# [PROBLEM REQUIREMENTS]
Each record needs to be transcribed exactly.

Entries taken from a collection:
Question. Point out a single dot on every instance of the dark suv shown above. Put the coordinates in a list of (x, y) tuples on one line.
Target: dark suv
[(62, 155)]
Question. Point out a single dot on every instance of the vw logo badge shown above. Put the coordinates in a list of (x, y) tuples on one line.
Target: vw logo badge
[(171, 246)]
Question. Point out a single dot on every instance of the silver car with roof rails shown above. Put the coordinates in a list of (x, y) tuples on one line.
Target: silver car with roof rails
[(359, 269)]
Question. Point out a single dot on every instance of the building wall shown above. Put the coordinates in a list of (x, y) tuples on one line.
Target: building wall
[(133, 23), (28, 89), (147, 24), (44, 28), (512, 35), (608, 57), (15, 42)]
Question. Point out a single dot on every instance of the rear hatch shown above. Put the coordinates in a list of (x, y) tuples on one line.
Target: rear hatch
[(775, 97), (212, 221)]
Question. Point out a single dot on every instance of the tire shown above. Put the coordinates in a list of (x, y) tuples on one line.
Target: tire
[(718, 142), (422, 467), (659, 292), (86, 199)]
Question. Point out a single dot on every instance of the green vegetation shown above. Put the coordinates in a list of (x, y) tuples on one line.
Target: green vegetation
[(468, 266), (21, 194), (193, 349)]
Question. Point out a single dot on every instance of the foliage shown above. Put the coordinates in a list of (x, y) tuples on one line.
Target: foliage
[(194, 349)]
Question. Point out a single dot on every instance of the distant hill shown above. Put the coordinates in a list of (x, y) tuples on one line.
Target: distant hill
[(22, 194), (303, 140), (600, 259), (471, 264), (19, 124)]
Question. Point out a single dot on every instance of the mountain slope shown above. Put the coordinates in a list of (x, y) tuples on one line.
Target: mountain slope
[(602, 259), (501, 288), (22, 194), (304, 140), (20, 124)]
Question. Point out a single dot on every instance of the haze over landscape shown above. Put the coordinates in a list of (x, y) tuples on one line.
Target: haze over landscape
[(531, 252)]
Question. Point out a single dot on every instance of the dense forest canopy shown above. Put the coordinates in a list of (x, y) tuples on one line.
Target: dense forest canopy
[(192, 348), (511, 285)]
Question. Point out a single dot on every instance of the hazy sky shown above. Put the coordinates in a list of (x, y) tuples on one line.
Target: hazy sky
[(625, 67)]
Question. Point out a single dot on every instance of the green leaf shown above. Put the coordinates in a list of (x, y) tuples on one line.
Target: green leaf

# [TASK OUTPUT]
Question. Point out a single dot on every instance of the dark suv shown above. Put the coordinates in a list of (x, y) tuples on one line.
Target: dark suv
[(62, 155)]
Question. Point out a single dot on every instance of the vw logo badge shown above. Put the coordinates in a list of (x, y) tuples on one line.
Target: vw logo badge
[(171, 246)]
Question. Point out a single dot on every instance of the silver car with roof rails shown above. Put the coordinates in a list of (x, y) tuples on one line.
Target: silver car with roof rails
[(359, 269)]
Question. Point out a single dot on every instance of the building wall shown above. Put the coordinates in a list of (x, y) tuples on one line.
Target: building wall
[(133, 23), (28, 89), (147, 24), (44, 28), (512, 35), (608, 57), (15, 42)]
Question. Point out a single dot on every instance of the rear hatch shown above. Put the coordinates in a list of (x, y) tuples on one line.
Target: rear hatch
[(775, 97), (212, 221)]
Question. Point out a single dot on every instance of the tire shown above. Put the coordinates in a list of (x, y) tuples on one line.
Target: tire
[(718, 142), (422, 467), (659, 292), (86, 199)]
Question. Point out a single dot on every instance of the green vegetation shown above. Put the coordinates in a list of (x, y) tuples on one line.
Target: green vegetation
[(468, 266), (21, 194), (193, 349)]
Question. Point out a single dot on every instance of the foliage shown above. Put the coordinates in a list of (x, y) tuples on one line.
Target: foliage
[(194, 349)]
Question. Point out a single dot on every instance of the distant hill shown above. Put the coordinates in a list of (x, y) tuples on one line.
Target: distant hill
[(22, 194), (303, 140), (600, 259), (471, 264), (19, 124)]
Question. Point out a single dot on every instance of the mountain slope shown above. Put the coordinates in a list of (x, y) tuples on one line.
Target: mountain slope
[(602, 259), (501, 288), (22, 194), (304, 140), (20, 124)]
Question. Point out a single dot on every instance of the haze over landscape shown above. Put the coordinates in a list of (x, y) tuples on one line.
Target: haze over landscape
[(531, 252)]
Question. Point out a single dot on every instance of the dense forest canopy shown above. Put the coordinates in a list of (x, y) tuples on one line.
Target: dense forest canopy
[(192, 348), (511, 285)]
Question. Point out a single dot on every instance of the hazy sky shown above. Put the coordinates in a list of (x, y) tuples on one line.
Target: hazy sky
[(625, 67)]
Question. Point out a single dot on every instance of the green leaf shown above. Put the coordinates in a list of (x, y) tuples on one line.
Target: green leaf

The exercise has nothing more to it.